• _Selected extract_:
————————
On Monday February 6 2012, EMC formally announced two projects;
- Project Lightning, now named EMC VFCache, available in March 2012. Follow the link for a detailed assessment.
- Project Thunder, which will which will be in Beta testing in 2Q 2012.
Project Thunder - Introducing Server Area Networks
One of the keys to EMC's success was the early embracing a SANs (storage area networks). SANs allowed operations great flexibility in connecting servers to storage and have grown from simple to complex SANs over metro distances. Single arrays have grown to federated clusters of storage arrays. Operating systems, file systems, database systems, and hypervisors have developed to take advantage of the rich storage infrastructure.
This topology has two major constraints. The first is the relative slowness of IO to persistent storage, mainly disk drives. Well-tuned storage environments struggle to keep IO response times in the low milliseconds, while the power of processors have grown with Moore's Law. The problem of IO variance (the phantom 700ms IO response times that come and go without reason) has grown worse. The cost-per-gigabyte of storage has dropped with Moore's Law, while the cost of IO has remained static. Vendors and practitioners have struggled to keep storage from being the bottleneck. Storage is assumed to be the problem in the data center whenever an application does not perform.
————————
• _Extracted material_:
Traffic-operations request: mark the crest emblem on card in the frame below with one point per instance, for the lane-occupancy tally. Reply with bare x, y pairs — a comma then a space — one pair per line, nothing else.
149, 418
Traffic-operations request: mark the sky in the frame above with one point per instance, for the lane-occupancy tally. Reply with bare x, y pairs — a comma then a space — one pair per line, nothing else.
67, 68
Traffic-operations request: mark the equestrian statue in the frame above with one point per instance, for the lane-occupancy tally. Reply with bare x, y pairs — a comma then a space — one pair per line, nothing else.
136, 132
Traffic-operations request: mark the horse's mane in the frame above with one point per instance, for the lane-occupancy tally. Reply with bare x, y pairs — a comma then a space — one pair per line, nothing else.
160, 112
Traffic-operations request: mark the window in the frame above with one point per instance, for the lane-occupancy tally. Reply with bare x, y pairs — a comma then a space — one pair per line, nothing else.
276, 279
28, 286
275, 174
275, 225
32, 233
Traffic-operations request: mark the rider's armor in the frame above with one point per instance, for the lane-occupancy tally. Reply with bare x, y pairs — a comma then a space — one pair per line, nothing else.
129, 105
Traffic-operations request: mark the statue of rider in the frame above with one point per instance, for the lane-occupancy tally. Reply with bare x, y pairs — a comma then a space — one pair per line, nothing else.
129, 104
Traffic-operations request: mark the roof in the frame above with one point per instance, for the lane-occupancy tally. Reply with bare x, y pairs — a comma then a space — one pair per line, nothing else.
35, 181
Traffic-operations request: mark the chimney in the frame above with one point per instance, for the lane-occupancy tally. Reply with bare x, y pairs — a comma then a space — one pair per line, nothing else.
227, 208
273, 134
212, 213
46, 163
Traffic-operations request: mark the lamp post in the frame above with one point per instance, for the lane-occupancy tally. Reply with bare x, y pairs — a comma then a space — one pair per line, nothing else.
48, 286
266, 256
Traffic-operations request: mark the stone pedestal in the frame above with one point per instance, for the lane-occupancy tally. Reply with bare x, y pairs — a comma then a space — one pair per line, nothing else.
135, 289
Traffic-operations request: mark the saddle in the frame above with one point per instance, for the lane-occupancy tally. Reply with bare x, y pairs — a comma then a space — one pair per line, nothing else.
————————
• _Work request 1_: Rewrite the EMC Project Thunder text from "Project Thunder - Introducing" up to and including "rich storage infrastructure.", changing "SANs" to "SAN fabrics".
• _Work request 2_: In the EMC Project Thunder text, condense the paragraph beginning "This topology has two major constraints" into a short bulleted list that keeps its main facts.
You won't need the entries for this.

• _Your solution 1_:
Project Thunder - Introducing Server Area Networks
One of the keys to EMC's success was the early embracing a SAN fabrics (storage area networks). SAN fabrics allowed operations great flexibility in connecting servers to storage and have grown from simple to complex SAN fabrics over metro distances. Single arrays have grown to federated clusters of storage arrays. Operating systems, file systems, database systems, and hypervisors have developed to take advantage of the rich storage infrastructure.

• _Your solution 2_:
- The topology has two major constraints. The first is slow IO to persistent storage, mainly disk drives.
- Well-tuned storage environments struggle to keep IO response times in the low milliseconds, while processor power has grown with Moore's Law.
- IO variance, such as phantom 700ms response times, has grown worse.
- Storage cost per gigabyte has dropped with Moore's Law, but the cost of IO has stayed static.
- Vendors and practitioners struggle to keep storage from being the bottleneck, and storage is assumed to be the problem whenever an application does not perform.